__抜粋文__.
- - - -

2023年度活動レポート(一般公募プログラム)第143号 (Aコース)
先端医療機器を応用した出張型歯科診療体験
鹿児島大学からの報告
プリンスオブソンクラー大学(PSU)との学生レベルでの交流は、協定締結時から始まったCOVID−19の感染拡大により、これまで満足にできていませんでした。さらに大学のある地域はイスラム武装勢力の台頭によって外務省の危険情報レベル2に指定され、鹿児島大学の学生を渡航させることはできない状態です。そのような状況下において、タイ王国では歯科医師が不足する中で、歯科医師は都市部に集中し、離島や農村部では歯科医院に通院することが困難な地域が多くある状況などを知り、PSUの教員と協議を行った結果、鹿児島大学の特徴である離島診療など出張型歯科診療を学ぶ機会を作りました。

- - - -

__課題の目的__.
出張型歯科診療体験に関する報告文の続きを、最後の文の後から書き足してください。 この後に続く行は、出張型歯科診療体験に関する報告文とは無関係です。

[保存済みの項目]
- - - -

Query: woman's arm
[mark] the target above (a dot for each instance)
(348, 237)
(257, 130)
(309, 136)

- - - -

__課題の解答__.
本プログラムはタイ王国のPSUの学生2名を招へいして行われました。まず、来日前に鹿児島大学の教員、学生、他の外国からの研修、留学生を含めたオンラインプログラムでメンバー同士が自己紹介したり、鹿児島情報に触れたりして本学の歯学部学生と交流を行いました。来日は2023年11月26日から12月3日の日程で鹿児島大学桜ケ丘キャンパスの他に徳之島と鹿児島県歯科医師会を訪問しました。歯科医師会館では、先端医療機器を応用した出張型歯科診療体験をしました。
【11月26日午後】
鹿児島空港に無事到着し、初めての日本やバスシステムや路面電車システムなどを学び、さっそくオンライン交流で知り合っている鹿児島大学の歯学部学生と夕食を囲みながら交流を行いました。
【11月27日】
教員からオンラインで遠隔補助を受けながら、ホテルの最寄りのバス停よりバスに乗り、バスの運転手さんや乗客の助けを借りながら、歯学部のキャンパスまでたどり着きました。偶然にも遠隔補助を受ける体験や地元の人々と触れ合う機会ができたと喜んでいました。開講式では、歯学部長、教育委員長、海外研修実施部会長ならびに実施部会員によるオリエンテーション(鹿児島大学の紹介、プログラムスケジュールの説明など)を行った後は、大学内での生活に困らないようにコンビニエンスストアや図書館、食堂などのツアーを行いました。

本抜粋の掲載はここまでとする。